------ FRAGMENTO DEL DOCUMENTO ------

Una vez tuve que trabajar en un censo, y no fue fácil.
Yo tenía veintipico de años y me tocó cubrir una zona bastante pauperizada de mi barrio: media cuadra por una calle hasta el comienzo de un cantegril pequeñito, de una cuadra, que no me tocaba, y luego un trayecto similar por la paralela a la primera.
Comencé el censo con una incursión por la clase alta, porque los primeros encuestados eran los dueños de una curtiembre, que vivían en una hermosa casa al costado de la misma, donde mi tía Esther hacía limpiezas y donde había vivido un chiquilín de nuestra edad por el que se le iban los ojos a una de mis primas durante años y años, hasta que dejamos de verlo. Debe haberse mudado.
Hasta ahí, todo bien. Una amena charla con los integrantes de la familia, que me invitaron con refresco y se compadecieron de mi labor, aunque a mí  recorrer unas cuantas viviendas y hacer algunas preguntas no me parecía una tarea muy difícil que digamos.
La media cuadra desde la curtiembre hasta el inicio del cantegril tenía pocas casitas habitadas; todos fueron amables y de respuesta fácil a las muchas hojas del cuestionario de marras. Luego crucé el cantegril (que no sé a quién le había tocado) y empecé mi labor encuestadora por la otra calle.
Ahí se me complicaron un poco las cosas. No porque nadie me agrediera ni me mirara mal, al contrario. Es que el alma se me empezó a caer a pedacitos y no había forma de juntarlos y tapar los agujeros.

------ INFORMACIÓN ------

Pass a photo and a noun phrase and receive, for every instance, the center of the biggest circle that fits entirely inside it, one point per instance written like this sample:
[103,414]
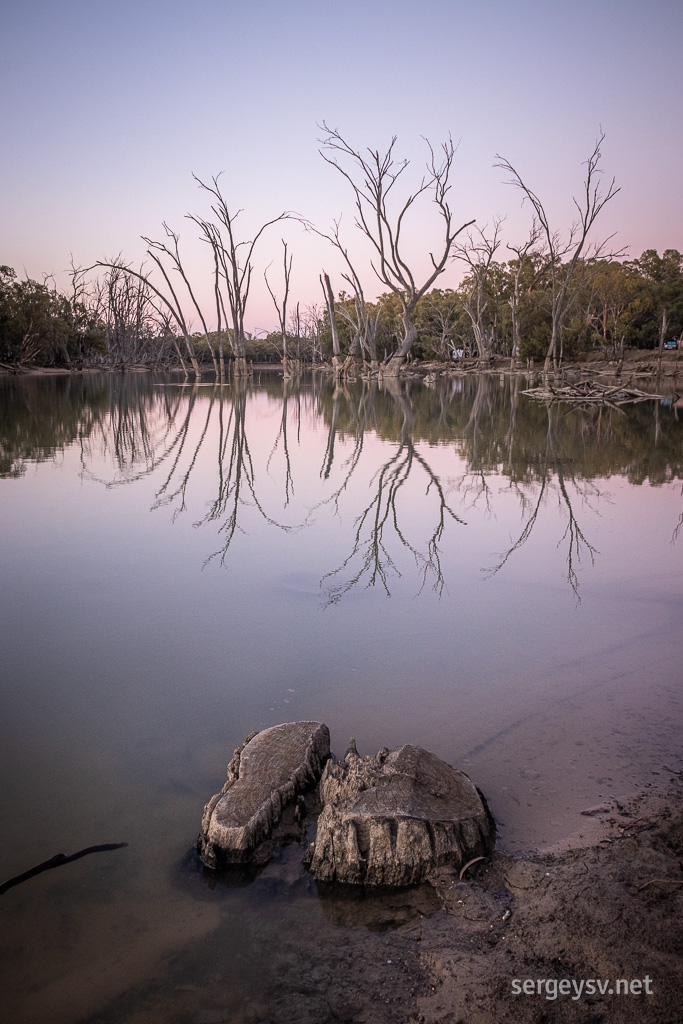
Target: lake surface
[453,565]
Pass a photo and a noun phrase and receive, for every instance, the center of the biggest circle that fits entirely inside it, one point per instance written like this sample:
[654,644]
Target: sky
[108,111]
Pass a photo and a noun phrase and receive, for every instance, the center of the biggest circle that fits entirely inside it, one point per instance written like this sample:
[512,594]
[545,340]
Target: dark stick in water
[57,861]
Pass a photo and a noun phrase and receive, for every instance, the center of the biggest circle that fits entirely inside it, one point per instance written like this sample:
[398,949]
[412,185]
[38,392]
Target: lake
[454,565]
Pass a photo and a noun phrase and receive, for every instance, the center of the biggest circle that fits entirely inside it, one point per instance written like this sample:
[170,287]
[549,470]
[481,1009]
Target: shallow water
[452,565]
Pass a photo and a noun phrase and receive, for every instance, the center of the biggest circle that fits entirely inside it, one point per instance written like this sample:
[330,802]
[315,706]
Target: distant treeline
[115,320]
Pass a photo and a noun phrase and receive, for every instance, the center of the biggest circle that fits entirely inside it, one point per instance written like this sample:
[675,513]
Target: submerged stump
[266,774]
[392,819]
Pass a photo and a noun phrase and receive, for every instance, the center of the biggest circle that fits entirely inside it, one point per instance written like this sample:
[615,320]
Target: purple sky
[108,109]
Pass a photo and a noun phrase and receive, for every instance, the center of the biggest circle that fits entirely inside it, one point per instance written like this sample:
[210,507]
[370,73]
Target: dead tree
[524,254]
[373,178]
[477,253]
[235,258]
[282,308]
[330,303]
[567,255]
[363,323]
[169,300]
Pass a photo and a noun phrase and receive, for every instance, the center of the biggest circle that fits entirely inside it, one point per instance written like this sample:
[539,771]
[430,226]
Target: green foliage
[39,325]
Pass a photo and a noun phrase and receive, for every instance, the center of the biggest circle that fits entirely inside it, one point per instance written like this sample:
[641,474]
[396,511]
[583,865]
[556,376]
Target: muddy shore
[450,951]
[638,363]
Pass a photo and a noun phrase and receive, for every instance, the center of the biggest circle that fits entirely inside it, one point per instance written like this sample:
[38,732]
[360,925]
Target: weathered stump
[392,819]
[266,774]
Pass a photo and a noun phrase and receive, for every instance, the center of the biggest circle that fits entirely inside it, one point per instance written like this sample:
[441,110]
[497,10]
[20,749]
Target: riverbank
[572,924]
[637,363]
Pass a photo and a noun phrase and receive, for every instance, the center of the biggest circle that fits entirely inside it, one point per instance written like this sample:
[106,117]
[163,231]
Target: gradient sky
[109,109]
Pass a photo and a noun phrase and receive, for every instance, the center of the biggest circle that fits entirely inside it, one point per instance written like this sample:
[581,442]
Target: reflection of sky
[128,660]
[108,109]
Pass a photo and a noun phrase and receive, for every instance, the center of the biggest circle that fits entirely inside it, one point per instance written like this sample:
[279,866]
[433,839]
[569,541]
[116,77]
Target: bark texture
[266,774]
[392,819]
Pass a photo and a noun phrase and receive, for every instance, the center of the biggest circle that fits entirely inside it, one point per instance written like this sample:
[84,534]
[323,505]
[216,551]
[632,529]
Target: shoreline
[637,363]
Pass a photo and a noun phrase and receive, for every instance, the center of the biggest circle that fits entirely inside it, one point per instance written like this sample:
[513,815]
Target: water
[452,565]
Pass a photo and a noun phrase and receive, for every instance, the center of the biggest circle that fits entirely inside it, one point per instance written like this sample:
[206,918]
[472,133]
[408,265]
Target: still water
[453,565]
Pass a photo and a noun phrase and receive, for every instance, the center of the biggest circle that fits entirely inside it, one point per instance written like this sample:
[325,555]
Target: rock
[266,774]
[394,818]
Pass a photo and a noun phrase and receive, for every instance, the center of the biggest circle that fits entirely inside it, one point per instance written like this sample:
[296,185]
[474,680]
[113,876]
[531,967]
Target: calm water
[452,565]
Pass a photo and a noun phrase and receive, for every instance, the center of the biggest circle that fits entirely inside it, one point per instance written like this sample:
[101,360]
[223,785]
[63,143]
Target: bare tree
[373,178]
[363,322]
[524,254]
[330,303]
[478,301]
[168,300]
[566,254]
[235,258]
[282,308]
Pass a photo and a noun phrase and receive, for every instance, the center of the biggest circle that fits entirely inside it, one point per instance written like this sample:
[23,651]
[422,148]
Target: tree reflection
[377,525]
[377,465]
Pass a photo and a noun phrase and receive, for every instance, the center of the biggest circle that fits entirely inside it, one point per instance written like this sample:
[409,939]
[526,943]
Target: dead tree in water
[378,174]
[235,258]
[524,254]
[364,325]
[477,254]
[330,303]
[168,301]
[282,309]
[567,255]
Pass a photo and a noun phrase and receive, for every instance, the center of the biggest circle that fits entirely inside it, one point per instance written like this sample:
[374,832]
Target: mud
[449,951]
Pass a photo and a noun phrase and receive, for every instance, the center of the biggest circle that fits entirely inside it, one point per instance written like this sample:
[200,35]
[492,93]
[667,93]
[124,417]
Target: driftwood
[592,392]
[57,861]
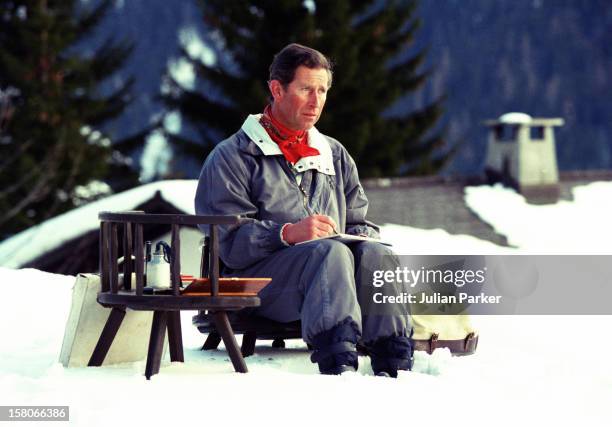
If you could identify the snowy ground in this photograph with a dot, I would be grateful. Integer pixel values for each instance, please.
(528, 369)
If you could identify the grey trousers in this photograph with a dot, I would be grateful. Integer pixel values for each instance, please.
(321, 283)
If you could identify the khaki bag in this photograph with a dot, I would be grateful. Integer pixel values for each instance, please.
(455, 332)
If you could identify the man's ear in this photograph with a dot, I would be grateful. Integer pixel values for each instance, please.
(276, 89)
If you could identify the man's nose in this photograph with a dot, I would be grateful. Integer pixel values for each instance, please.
(316, 99)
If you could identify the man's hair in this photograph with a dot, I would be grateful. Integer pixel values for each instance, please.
(291, 57)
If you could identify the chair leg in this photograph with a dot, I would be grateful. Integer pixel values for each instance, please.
(156, 343)
(107, 336)
(212, 341)
(225, 329)
(248, 343)
(175, 336)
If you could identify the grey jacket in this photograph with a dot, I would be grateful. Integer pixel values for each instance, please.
(247, 175)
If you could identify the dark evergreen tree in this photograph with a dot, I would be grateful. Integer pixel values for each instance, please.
(52, 108)
(369, 42)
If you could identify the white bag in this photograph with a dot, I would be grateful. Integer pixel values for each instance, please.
(86, 321)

------

* [DESCRIPCIÓN DEL EJERCICIO] Según el fragmento del documento, ¿quiénes fueron los primeros encuestados del censo? El listado no tiene ningún papel en este ejercicio.

* [RESPUESTA DEL EJERCICIO] Los dueños de una curtiembre, que vivían en una hermosa casa al costado de esta.